» Text block
-- -- --
We do a lot of serious business at this organization, taking all kinds of cruelty head-on. But we also celebrate animals, taking stock of the diversity of life and the incredible attributes of the other creatures on the planet.
You may have received an e-mail from me a few weeks ago announcing an art contest – in this case, where the artists are very strong, very hairy, and very smart.
Brent, a 37-year-old chimpanzee from Chimp Haven won
1st place with his unorthodox painting technique of only
using his tongue.
They are, in fact, chimps. And let’s just say they haven’t been classically trained.
We enlisted six member organizations of the North American Primate Sanctuary Alliance, and asked if a chimp at each facility would create and submit a piece of art. Modern, impressionist, abstract expressionist, still life with banana. It was their prerogative.
In the end, six sanctuaries submitted pieces, and 27,000 of you cast votes to choose a winner. Dr. Jane Goodall, famed primatologist and UN Messenger of Peace, also chose her favorite.
Today we announced the winners.
Brent’s masterpiece – painted with, of all things, his tongue – won the public vote and his sanctuary, Chimp Haven of Louisiana, won a grant of $10,000 from The HSUS. Cheetah of Save the Chimps in Florida, whose seriousness and concentration while painting are unmistakable, placed second in the online voting and also won the coveted selection by Dr. Goodall, winning a total of $10,000. Ripley of the Center for Great Apes in Florida won third prize, for a $2,500 grant. The paintings by Jamie of Chimpanzee Sanctuary Northwest, Jenny of Primate Rescue Center, and Patti of Chimps, Inc., convey the unique style of each chimpanzee.
Many people are clamoring and demanding to know how they can get their own chimpanzee art – and let me assure you, your cries will be heard, as we’re planning an online auction of the paintings this fall to benefit NAPSA, of which our own Cleveland Amory Black Beauty Ranch, operated by our affiliate The Fund for Animals, is a member.
We are glad that the chimpanzees at these sanctuaries have the time and security to pursue their creative genius. That was not always the case for them. Brent, Cheetah, Jenny and Jamie were all used in biomedical research. Cheetah lived in isolation for years and was subjected to over 400 liver biopsies. Ripley and Patti were used in entertainment – performing on camera or before crowds.
-- -- --
» Provided material
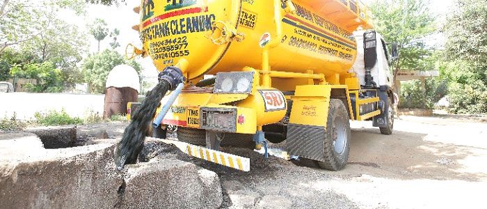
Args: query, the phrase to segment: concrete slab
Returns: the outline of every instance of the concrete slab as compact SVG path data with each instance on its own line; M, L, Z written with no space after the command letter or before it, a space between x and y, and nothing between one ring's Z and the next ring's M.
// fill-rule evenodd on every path
M214 172L175 153L118 171L113 144L45 149L31 134L0 139L2 208L216 208L223 201Z
M44 148L57 149L72 147L77 139L77 127L39 127L24 130L36 134L44 144Z

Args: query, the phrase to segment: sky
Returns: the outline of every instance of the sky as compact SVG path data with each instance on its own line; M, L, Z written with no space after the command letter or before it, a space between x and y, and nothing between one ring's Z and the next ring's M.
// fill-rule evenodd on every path
M367 3L373 0L361 0L363 3ZM383 0L388 1L388 0ZM430 0L431 11L439 15L439 20L444 20L445 15L448 13L449 8L452 6L454 0ZM126 1L127 5L119 7L108 7L99 5L90 5L87 9L86 16L84 17L70 15L72 23L76 24L79 27L86 26L93 22L96 18L104 20L111 29L118 29L120 31L119 42L121 47L118 50L125 54L125 49L127 45L132 43L136 46L141 46L141 43L138 38L138 33L131 29L131 26L138 23L138 15L136 14L132 9L138 6L139 1ZM70 14L65 14L70 15ZM439 35L440 36L440 35ZM92 36L89 36L90 47L90 52L97 52L97 41ZM442 40L442 37L434 37L432 39ZM109 42L111 40L107 37L101 45L101 49L109 48ZM149 58L138 59L145 70L143 76L145 77L152 77L154 79L157 75L157 71L152 63Z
-- -- --
» Instructions
A. Name all the chimpanzees whose paintings are mentioned in the chimp art contest text.
B. According to the chimp art contest text, why did the chimpanzees not always have the time and security to pursue their creative genius?
The lines have nothing to do with the text.

» Activity answers
A. Brent, Cheetah, Ripley, Jamie, Jenny, Patti

B. Brent, Cheetah, Jenny and Jamie were used in biomedical research, and Cheetah lived in isolation for years and went through over 400 liver biopsies. Ripley and Patti were used in entertainment, performing on camera or before crowds.